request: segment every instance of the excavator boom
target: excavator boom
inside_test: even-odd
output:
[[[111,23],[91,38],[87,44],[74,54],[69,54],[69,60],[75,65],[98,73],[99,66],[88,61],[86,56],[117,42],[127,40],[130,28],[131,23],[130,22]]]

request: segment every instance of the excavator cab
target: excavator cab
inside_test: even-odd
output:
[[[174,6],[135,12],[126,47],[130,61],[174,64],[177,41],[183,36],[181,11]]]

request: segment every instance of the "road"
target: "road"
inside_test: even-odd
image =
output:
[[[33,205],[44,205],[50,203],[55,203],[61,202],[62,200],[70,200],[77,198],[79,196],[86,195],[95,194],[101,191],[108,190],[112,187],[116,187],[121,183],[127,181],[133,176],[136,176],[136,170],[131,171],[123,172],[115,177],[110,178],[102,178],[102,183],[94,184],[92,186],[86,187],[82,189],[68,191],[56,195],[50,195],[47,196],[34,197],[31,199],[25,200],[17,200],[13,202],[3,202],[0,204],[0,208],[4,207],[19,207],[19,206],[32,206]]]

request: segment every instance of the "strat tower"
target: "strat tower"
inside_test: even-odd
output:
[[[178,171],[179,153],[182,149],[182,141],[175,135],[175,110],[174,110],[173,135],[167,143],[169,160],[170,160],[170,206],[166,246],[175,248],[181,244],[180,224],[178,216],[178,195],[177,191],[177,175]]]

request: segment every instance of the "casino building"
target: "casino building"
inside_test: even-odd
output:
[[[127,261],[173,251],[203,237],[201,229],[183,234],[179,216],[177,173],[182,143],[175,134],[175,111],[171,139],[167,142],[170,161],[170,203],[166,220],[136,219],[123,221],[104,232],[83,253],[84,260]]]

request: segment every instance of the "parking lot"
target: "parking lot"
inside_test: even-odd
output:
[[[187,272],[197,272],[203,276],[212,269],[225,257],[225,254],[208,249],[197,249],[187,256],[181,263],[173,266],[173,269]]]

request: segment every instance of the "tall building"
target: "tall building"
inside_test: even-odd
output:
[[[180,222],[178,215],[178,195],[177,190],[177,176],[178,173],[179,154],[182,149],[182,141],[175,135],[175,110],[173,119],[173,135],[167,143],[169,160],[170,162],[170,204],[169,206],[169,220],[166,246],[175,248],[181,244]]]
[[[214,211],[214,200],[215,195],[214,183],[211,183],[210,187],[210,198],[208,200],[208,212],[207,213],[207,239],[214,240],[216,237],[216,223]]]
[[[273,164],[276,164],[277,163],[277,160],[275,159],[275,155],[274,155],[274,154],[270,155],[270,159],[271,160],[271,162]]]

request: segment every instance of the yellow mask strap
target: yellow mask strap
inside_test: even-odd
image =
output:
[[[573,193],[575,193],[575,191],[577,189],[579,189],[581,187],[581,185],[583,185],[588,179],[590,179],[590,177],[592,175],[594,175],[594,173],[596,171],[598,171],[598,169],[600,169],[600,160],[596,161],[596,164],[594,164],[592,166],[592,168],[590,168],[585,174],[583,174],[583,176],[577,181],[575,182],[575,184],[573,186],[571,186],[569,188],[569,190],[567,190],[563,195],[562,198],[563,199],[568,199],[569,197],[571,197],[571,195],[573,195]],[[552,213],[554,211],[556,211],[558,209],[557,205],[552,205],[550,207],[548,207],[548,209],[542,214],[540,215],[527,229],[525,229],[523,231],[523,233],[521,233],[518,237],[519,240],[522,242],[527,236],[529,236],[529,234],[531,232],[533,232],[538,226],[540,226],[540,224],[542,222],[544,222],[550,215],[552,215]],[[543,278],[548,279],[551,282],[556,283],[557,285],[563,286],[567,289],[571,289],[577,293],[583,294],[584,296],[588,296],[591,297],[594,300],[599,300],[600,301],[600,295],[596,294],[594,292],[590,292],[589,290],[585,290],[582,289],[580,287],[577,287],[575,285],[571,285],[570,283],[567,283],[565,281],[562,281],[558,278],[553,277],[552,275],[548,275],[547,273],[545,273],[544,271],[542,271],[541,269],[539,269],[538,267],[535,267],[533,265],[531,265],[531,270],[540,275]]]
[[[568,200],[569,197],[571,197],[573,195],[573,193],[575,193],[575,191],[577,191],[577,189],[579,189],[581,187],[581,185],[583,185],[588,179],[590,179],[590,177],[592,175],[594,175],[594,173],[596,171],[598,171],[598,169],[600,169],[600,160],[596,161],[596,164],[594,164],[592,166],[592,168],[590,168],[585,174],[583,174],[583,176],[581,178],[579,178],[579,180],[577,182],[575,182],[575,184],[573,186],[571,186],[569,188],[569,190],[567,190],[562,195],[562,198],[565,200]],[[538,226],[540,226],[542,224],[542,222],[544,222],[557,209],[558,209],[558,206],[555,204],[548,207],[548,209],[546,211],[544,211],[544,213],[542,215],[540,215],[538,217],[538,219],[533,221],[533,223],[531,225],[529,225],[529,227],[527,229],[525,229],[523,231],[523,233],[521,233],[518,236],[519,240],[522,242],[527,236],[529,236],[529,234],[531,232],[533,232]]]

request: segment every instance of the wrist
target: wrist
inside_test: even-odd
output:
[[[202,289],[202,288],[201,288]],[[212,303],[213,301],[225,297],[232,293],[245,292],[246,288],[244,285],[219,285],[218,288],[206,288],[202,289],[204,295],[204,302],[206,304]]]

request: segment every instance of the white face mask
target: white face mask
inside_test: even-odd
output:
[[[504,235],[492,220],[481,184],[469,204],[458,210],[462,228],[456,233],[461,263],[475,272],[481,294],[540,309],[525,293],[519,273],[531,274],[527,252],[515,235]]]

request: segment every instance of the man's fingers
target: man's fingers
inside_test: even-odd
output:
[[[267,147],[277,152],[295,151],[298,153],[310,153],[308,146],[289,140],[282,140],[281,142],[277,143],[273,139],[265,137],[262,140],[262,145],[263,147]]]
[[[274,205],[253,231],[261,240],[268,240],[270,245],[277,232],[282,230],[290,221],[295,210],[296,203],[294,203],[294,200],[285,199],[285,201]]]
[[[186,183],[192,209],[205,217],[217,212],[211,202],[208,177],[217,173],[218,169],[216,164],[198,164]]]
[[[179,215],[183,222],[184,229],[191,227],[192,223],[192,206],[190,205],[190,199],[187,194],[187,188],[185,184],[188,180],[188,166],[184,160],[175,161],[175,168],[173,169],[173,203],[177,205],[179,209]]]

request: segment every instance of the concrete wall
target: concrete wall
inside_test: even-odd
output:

--------------------------------

Give every line of the material above as a numbered list, leaving out the blank lines.

1. request: segment every instance of the excavator boom
2. target: excavator boom
3. inside_test: even-odd
4. output:
5. [[[111,23],[91,38],[87,44],[74,54],[69,54],[69,60],[75,65],[98,73],[99,66],[88,61],[86,56],[117,42],[127,40],[130,28],[131,23],[130,22]]]
6. request: segment every instance of the excavator cab
7. target: excavator cab
8. inside_test: even-odd
9. output:
10. [[[174,6],[135,12],[126,47],[130,61],[174,64],[177,41],[183,36],[181,11]]]
11. request: segment every instance of the "road"
12. target: "road"
13. inside_test: even-odd
14. image =
15. output:
16. [[[33,205],[44,205],[50,203],[55,203],[61,202],[62,200],[70,200],[77,198],[79,196],[86,195],[95,194],[101,191],[108,190],[112,187],[116,187],[121,183],[127,181],[133,176],[136,176],[136,170],[131,171],[123,172],[115,177],[110,178],[102,178],[102,183],[94,184],[92,186],[86,187],[82,189],[68,191],[56,195],[50,195],[47,196],[34,197],[31,199],[25,200],[17,200],[13,202],[3,202],[0,204],[0,208],[4,207],[19,207],[19,206],[32,206]]]
17. request: segment every instance of the "strat tower"
18. target: "strat tower"
19. inside_test: even-odd
20. output:
21. [[[178,171],[179,153],[182,149],[182,141],[175,135],[175,110],[174,110],[173,135],[167,143],[169,160],[170,160],[170,206],[166,246],[175,248],[181,244],[180,224],[178,216],[178,195],[177,191],[177,175]]]
22. request: segment every instance of the "casino building"
23. target: "casino building"
24. inside_test: even-odd
25. output:
26. [[[127,261],[173,251],[203,237],[201,229],[183,234],[179,216],[177,173],[182,143],[175,134],[175,111],[171,139],[167,142],[170,161],[170,203],[166,220],[136,219],[123,221],[104,232],[83,253],[84,260]]]
27. request: segment every instance of the "parking lot"
28. target: "parking lot"
29. inside_test: even-odd
30. output:
31. [[[187,272],[197,272],[203,276],[212,269],[225,257],[225,254],[208,249],[197,249],[187,256],[181,263],[173,266],[173,269]]]
32. request: segment every instance of the "tall building"
33. target: "tall building"
34. inside_test: even-odd
35. output:
36. [[[180,222],[178,215],[178,195],[177,190],[177,176],[178,173],[179,154],[182,149],[182,141],[175,135],[175,110],[173,119],[173,135],[167,143],[169,160],[170,162],[170,204],[169,206],[169,220],[166,246],[175,248],[181,244]]]
37. [[[214,211],[214,200],[215,195],[214,183],[211,183],[210,187],[210,198],[208,200],[208,212],[207,213],[207,239],[214,240],[216,237],[216,223]]]
38. [[[273,164],[276,164],[277,163],[277,160],[275,159],[275,155],[274,155],[274,154],[270,155],[270,159],[271,160],[271,162]]]
39. request: segment every instance of the yellow mask strap
40. target: yellow mask strap
41. inside_test: even-odd
42. image =
43. output:
44. [[[573,193],[575,193],[575,191],[577,189],[579,189],[581,187],[581,185],[583,185],[588,179],[590,179],[590,177],[592,175],[594,175],[594,173],[596,171],[598,171],[598,169],[600,169],[600,160],[596,161],[596,164],[594,164],[592,166],[592,168],[590,168],[585,174],[583,174],[583,176],[577,181],[575,182],[575,184],[573,186],[571,186],[569,188],[569,190],[567,190],[563,195],[562,198],[563,199],[568,199],[569,197],[571,197],[571,195],[573,195]],[[552,213],[554,211],[556,211],[558,209],[557,205],[552,205],[550,207],[548,207],[548,209],[542,214],[540,215],[527,229],[525,229],[523,231],[523,233],[521,233],[518,237],[519,240],[522,242],[527,236],[529,236],[529,234],[531,232],[533,232],[538,226],[540,226],[540,224],[542,222],[544,222],[550,215],[552,215]],[[543,278],[548,279],[551,282],[556,283],[557,285],[563,286],[567,289],[571,289],[577,293],[583,294],[584,296],[588,296],[591,297],[594,300],[599,300],[600,301],[600,295],[596,294],[594,292],[590,292],[589,290],[585,290],[582,289],[580,287],[577,287],[575,285],[571,285],[570,283],[567,283],[565,281],[562,281],[558,278],[553,277],[552,275],[548,275],[547,273],[545,273],[544,271],[542,271],[541,269],[539,269],[538,267],[535,267],[533,265],[531,265],[531,270],[540,275]]]
45. [[[568,200],[569,197],[571,197],[573,195],[573,193],[575,193],[575,191],[577,191],[577,189],[579,189],[581,187],[581,185],[583,185],[588,179],[590,179],[590,177],[592,175],[594,175],[594,173],[596,171],[598,171],[598,169],[600,169],[600,160],[596,161],[596,164],[594,164],[592,166],[592,168],[590,168],[585,174],[583,174],[583,176],[581,178],[579,178],[579,180],[577,182],[575,182],[575,184],[573,186],[571,186],[569,188],[569,190],[567,190],[562,195],[562,198],[565,200]],[[538,226],[540,226],[542,224],[542,222],[544,222],[557,209],[558,209],[558,206],[555,204],[548,207],[548,209],[546,211],[544,211],[544,213],[542,215],[540,215],[538,217],[538,219],[533,221],[533,223],[531,225],[529,225],[529,227],[527,229],[525,229],[523,231],[523,233],[521,233],[518,236],[519,240],[522,242],[527,236],[529,236],[529,234],[531,232],[533,232]]]
46. request: segment every instance of the wrist
47. target: wrist
48. inside_test: even-odd
49. output:
50. [[[202,289],[202,288],[201,288]],[[212,303],[213,301],[225,297],[232,293],[245,292],[246,288],[244,285],[219,285],[218,288],[206,288],[202,289],[204,295],[204,302],[206,304]]]
51. request: segment every instance of the white face mask
52. target: white face mask
53. inside_test: even-odd
54. output:
55. [[[504,235],[492,220],[481,184],[469,204],[458,210],[462,228],[456,233],[461,263],[475,272],[481,294],[540,309],[525,293],[519,273],[531,274],[527,252],[515,235]]]
56. request: segment every instance of the man's fingers
57. target: man's fingers
58. inside_test: even-odd
59. output:
60. [[[267,147],[277,152],[295,151],[298,153],[310,153],[308,146],[289,140],[282,140],[281,142],[277,143],[273,139],[265,137],[262,140],[262,145],[263,147]]]
61. [[[274,205],[253,231],[261,240],[268,240],[270,245],[277,232],[282,230],[290,221],[295,210],[296,203],[294,203],[294,200],[285,199],[285,201]]]
62. [[[186,183],[192,209],[205,217],[217,212],[211,202],[208,177],[217,173],[218,169],[216,164],[198,164]]]
63. [[[179,215],[183,222],[184,229],[191,227],[192,223],[192,206],[190,205],[190,199],[187,194],[187,188],[185,184],[188,180],[188,166],[184,160],[175,161],[175,168],[173,169],[173,203],[177,205],[179,209]]]
64. request: segment every instance of the concrete wall
65. target: concrete wall
66. inside_test: even-odd
67. output:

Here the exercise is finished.